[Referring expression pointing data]
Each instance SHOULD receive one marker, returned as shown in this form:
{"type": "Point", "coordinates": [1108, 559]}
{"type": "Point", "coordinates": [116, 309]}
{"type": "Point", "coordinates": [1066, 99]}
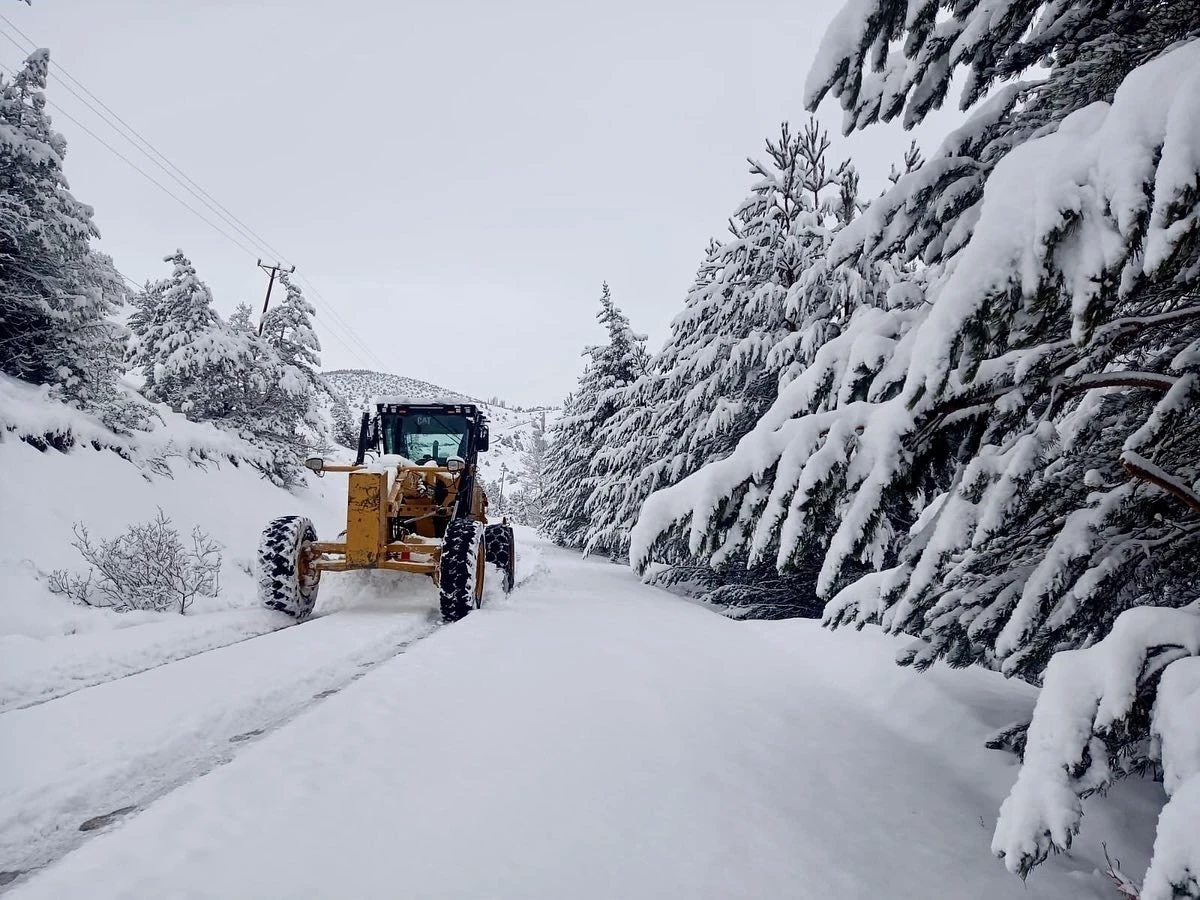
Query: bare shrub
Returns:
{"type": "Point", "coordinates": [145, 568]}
* * *
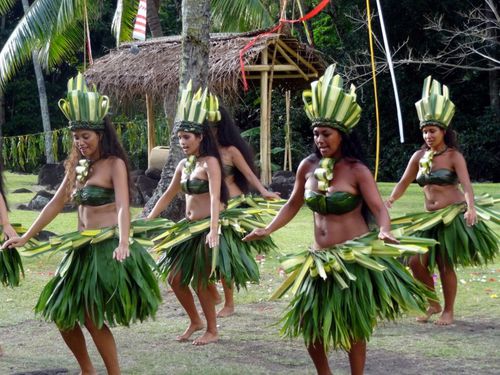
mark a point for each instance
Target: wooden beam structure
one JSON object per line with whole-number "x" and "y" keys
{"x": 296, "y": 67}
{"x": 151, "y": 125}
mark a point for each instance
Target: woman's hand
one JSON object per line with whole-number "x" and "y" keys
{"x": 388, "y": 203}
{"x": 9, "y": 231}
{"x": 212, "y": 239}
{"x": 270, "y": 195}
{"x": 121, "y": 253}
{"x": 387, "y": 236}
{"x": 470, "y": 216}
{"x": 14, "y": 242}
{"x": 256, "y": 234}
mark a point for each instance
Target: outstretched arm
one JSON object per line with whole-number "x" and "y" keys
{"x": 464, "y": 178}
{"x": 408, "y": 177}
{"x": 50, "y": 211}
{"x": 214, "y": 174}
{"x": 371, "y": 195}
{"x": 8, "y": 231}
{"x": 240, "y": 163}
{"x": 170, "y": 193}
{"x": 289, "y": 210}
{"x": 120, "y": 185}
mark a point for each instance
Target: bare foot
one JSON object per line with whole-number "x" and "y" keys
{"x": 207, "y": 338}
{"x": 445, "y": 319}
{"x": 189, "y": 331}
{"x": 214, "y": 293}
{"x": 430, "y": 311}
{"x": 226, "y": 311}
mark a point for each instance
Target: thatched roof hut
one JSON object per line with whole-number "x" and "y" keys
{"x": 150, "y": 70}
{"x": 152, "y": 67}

Description of the task
An exact copy is needed of the stretch above that opens with the line containing "Each instance SHOULD" and closes with the line containing "Query: bare shrub"; the pictures are not part of it.

Exercise output
Each instance SHOULD receive one marker, returned as shown in this form:
{"type": "Point", "coordinates": [1108, 559]}
{"type": "Point", "coordinates": [116, 309]}
{"type": "Point", "coordinates": [1066, 99]}
Query: bare shrub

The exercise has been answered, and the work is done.